Work to be completed: Leaving out the pictures, retype all the material exactly.
** START OF Information given **
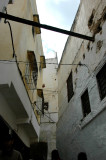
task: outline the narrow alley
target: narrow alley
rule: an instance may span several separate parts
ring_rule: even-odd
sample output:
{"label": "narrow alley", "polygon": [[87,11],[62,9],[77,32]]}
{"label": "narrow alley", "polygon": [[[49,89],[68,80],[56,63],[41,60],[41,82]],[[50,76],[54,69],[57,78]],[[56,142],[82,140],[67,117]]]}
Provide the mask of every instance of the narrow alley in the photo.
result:
{"label": "narrow alley", "polygon": [[[80,0],[70,31],[42,25],[36,0],[0,0],[0,15],[0,160],[105,160],[106,0]],[[59,64],[42,26],[68,35]]]}

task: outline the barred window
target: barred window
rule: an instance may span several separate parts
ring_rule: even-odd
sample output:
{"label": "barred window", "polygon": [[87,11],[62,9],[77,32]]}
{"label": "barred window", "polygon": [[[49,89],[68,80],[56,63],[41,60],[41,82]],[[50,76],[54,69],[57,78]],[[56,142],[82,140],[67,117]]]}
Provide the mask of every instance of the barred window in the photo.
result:
{"label": "barred window", "polygon": [[73,80],[72,80],[72,72],[70,73],[68,79],[67,79],[67,95],[68,95],[68,102],[73,97]]}
{"label": "barred window", "polygon": [[86,117],[91,112],[88,89],[81,96],[83,115]]}
{"label": "barred window", "polygon": [[96,76],[101,100],[106,97],[106,64]]}

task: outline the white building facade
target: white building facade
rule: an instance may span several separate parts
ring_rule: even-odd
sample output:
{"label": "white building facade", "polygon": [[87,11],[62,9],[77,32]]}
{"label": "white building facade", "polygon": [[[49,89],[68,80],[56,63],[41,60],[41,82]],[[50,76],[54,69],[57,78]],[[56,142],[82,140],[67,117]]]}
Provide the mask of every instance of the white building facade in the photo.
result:
{"label": "white building facade", "polygon": [[[81,0],[58,68],[57,148],[65,160],[106,158],[106,1]],[[61,65],[69,64],[69,65]]]}
{"label": "white building facade", "polygon": [[[0,0],[0,11],[6,13],[5,7],[8,14],[38,21],[35,0]],[[15,52],[8,22],[4,23],[4,19],[0,22],[0,121],[2,119],[9,132],[13,131],[25,146],[30,147],[39,141],[40,135],[39,115],[34,102],[41,99],[37,94],[43,78],[41,35],[39,28],[9,23]],[[5,130],[2,132],[5,134]]]}
{"label": "white building facade", "polygon": [[56,123],[58,121],[58,78],[57,58],[46,59],[43,70],[44,114],[41,115],[40,141],[48,146],[47,160],[51,160],[51,152],[56,149]]}

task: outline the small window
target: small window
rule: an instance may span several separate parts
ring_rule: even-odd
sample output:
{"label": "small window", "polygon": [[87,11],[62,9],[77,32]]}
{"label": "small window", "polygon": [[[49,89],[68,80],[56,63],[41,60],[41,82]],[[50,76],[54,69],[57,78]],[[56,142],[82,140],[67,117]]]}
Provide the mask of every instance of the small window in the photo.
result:
{"label": "small window", "polygon": [[84,117],[86,117],[91,112],[88,89],[81,96],[81,102],[82,102],[83,115]]}
{"label": "small window", "polygon": [[67,79],[67,95],[68,95],[68,102],[73,97],[73,80],[72,80],[72,72],[70,73],[68,79]]}
{"label": "small window", "polygon": [[106,97],[106,64],[96,76],[101,100]]}

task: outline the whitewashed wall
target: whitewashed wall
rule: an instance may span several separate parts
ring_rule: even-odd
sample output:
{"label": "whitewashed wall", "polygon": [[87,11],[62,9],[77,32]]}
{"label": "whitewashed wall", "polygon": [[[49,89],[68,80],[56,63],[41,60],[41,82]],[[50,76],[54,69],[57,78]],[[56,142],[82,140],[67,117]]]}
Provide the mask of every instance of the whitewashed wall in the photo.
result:
{"label": "whitewashed wall", "polygon": [[[92,4],[92,5],[89,5]],[[105,1],[81,1],[79,12],[72,29],[75,32],[92,36],[88,21],[95,9],[95,24],[103,15]],[[106,11],[105,11],[106,13]],[[57,148],[65,160],[77,160],[79,152],[86,152],[88,160],[104,160],[106,157],[106,97],[101,101],[96,74],[106,62],[106,22],[101,23],[101,31],[95,34],[95,41],[90,42],[69,37],[64,48],[61,63],[86,64],[69,65],[58,68],[58,104],[59,121],[57,124]],[[98,43],[102,42],[100,48]],[[85,58],[84,56],[85,55]],[[77,72],[76,72],[77,68]],[[74,96],[68,103],[66,81],[73,73]],[[64,73],[64,74],[63,74]],[[88,88],[91,113],[83,119],[81,95]]]}
{"label": "whitewashed wall", "polygon": [[48,111],[44,110],[41,116],[40,141],[48,144],[48,160],[51,152],[56,149],[56,123],[58,121],[58,79],[57,58],[46,59],[46,68],[43,72],[43,88],[45,102],[48,102]]}

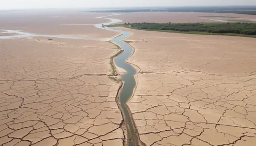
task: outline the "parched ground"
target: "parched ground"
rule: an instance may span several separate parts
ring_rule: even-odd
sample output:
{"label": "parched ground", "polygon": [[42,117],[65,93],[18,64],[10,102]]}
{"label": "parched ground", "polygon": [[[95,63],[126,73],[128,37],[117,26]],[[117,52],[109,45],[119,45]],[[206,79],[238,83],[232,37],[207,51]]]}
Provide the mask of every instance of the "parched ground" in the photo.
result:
** END OF Information given **
Answer to this problem:
task: outline the narrow alley
target: narrow alley
rule: an instance may span several separate parts
ring_rule: even-odd
sample output:
{"label": "narrow alley", "polygon": [[87,11],[62,9],[77,32]]}
{"label": "narrow alley", "polygon": [[[49,89],[68,80],[56,63],[41,60],[41,82]],[[50,76],[54,69],[57,78]],[[56,142],[82,140],[67,117]]]}
Provide the mask of every instance of the narrow alley in the photo.
result:
{"label": "narrow alley", "polygon": [[[80,0],[70,31],[42,25],[36,0],[0,0],[0,15],[0,160],[105,160],[106,0]],[[59,64],[42,26],[68,35]]]}

task: outline the barred window
target: barred window
rule: an instance may span several separate parts
ring_rule: even-odd
sample output:
{"label": "barred window", "polygon": [[87,11],[62,9],[77,32]]}
{"label": "barred window", "polygon": [[[49,89],[68,80],[56,63],[41,60],[41,82]],[[50,76],[54,69],[57,78]],[[56,142],[82,140],[67,117]]]}
Provide the mask of every instance of the barred window in the photo.
result:
{"label": "barred window", "polygon": [[73,80],[72,80],[72,72],[70,73],[68,79],[67,79],[67,95],[68,95],[68,102],[73,97]]}
{"label": "barred window", "polygon": [[86,117],[91,112],[88,89],[81,96],[83,115]]}
{"label": "barred window", "polygon": [[96,76],[101,100],[106,97],[106,64]]}

task: outline the white building facade
target: white building facade
rule: an instance may span several separate parts
ring_rule: even-odd
sample output:
{"label": "white building facade", "polygon": [[87,11],[62,9],[77,32]]}
{"label": "white building facade", "polygon": [[[49,89],[68,80],[56,63],[41,60],[41,82]],[[50,76],[54,69],[57,78]],[[56,142],[82,140],[67,117]]]}
Provide the mask of every instance of the white building facade in the photo.
result:
{"label": "white building facade", "polygon": [[[81,0],[58,68],[57,148],[65,160],[106,158],[106,1]],[[61,65],[69,64],[69,65]]]}
{"label": "white building facade", "polygon": [[[0,0],[0,11],[6,13],[5,7],[8,14],[38,21],[35,0]],[[15,52],[8,22],[4,23],[4,19],[0,22],[0,121],[2,119],[9,132],[13,131],[25,146],[30,147],[39,141],[40,135],[39,115],[34,102],[41,99],[37,94],[43,78],[41,35],[39,28],[9,23]],[[5,130],[2,132],[5,134]]]}
{"label": "white building facade", "polygon": [[56,123],[58,121],[58,78],[57,58],[46,59],[43,70],[44,114],[41,115],[40,141],[48,146],[47,160],[51,160],[51,152],[56,149]]}

task: outline the small window
target: small window
rule: an instance may span several separate parts
ring_rule: even-odd
sample output:
{"label": "small window", "polygon": [[87,11],[62,9],[77,32]]}
{"label": "small window", "polygon": [[[49,89],[68,80],[56,63],[41,60],[41,82]],[[50,76],[54,69],[57,78]],[[56,142],[82,140],[67,117]]]}
Provide the mask of every instance of the small window in the photo.
result:
{"label": "small window", "polygon": [[84,117],[86,117],[91,112],[88,89],[81,96],[81,102],[82,102],[83,115]]}
{"label": "small window", "polygon": [[67,79],[67,95],[68,95],[68,102],[73,97],[73,80],[72,80],[72,72],[70,73],[68,79]]}
{"label": "small window", "polygon": [[106,97],[106,64],[96,76],[101,100]]}

task: outline the whitewashed wall
target: whitewashed wall
rule: an instance may span several separate parts
ring_rule: even-odd
sample output:
{"label": "whitewashed wall", "polygon": [[87,11],[62,9],[77,32]]}
{"label": "whitewashed wall", "polygon": [[[49,89],[68,80],[56,63],[41,60],[41,82]],[[50,76],[54,69],[57,78]],[[56,142],[82,140],[67,117]]]}
Provide the mask of every instance of the whitewashed wall in the photo.
result:
{"label": "whitewashed wall", "polygon": [[[92,4],[92,5],[89,5]],[[105,1],[81,1],[79,12],[72,29],[75,32],[92,36],[88,21],[95,9],[95,24],[103,15]],[[106,11],[105,11],[106,13]],[[57,148],[65,160],[77,160],[79,152],[86,152],[88,160],[104,160],[106,157],[106,97],[101,101],[96,74],[106,62],[106,22],[101,23],[101,31],[95,34],[95,41],[90,42],[69,37],[64,48],[61,63],[86,64],[69,65],[58,68],[58,104],[59,121],[57,124]],[[98,43],[102,42],[100,48]],[[85,58],[84,56],[85,55]],[[77,72],[76,72],[77,68]],[[74,96],[68,103],[66,81],[73,73]],[[64,73],[64,74],[63,74]],[[88,88],[91,113],[83,119],[81,95]]]}
{"label": "whitewashed wall", "polygon": [[48,111],[44,110],[41,116],[40,141],[48,144],[48,160],[51,152],[56,149],[56,123],[58,121],[58,79],[57,58],[46,59],[46,68],[43,72],[43,88],[45,102],[48,102]]}

task: outline the "parched ground"
target: "parched ground"
rule: an instance may span several separate parts
ring_rule: even-odd
sample output:
{"label": "parched ground", "polygon": [[42,117],[65,93],[18,64],[10,102]]}
{"label": "parched ground", "polygon": [[[95,63],[126,73],[128,37],[117,26]],[[117,52],[109,45],[119,45]],[[206,79],[238,83],[232,37],[207,51]]]}
Provide the mask of every instance of the "parched ground" in the photo.
result:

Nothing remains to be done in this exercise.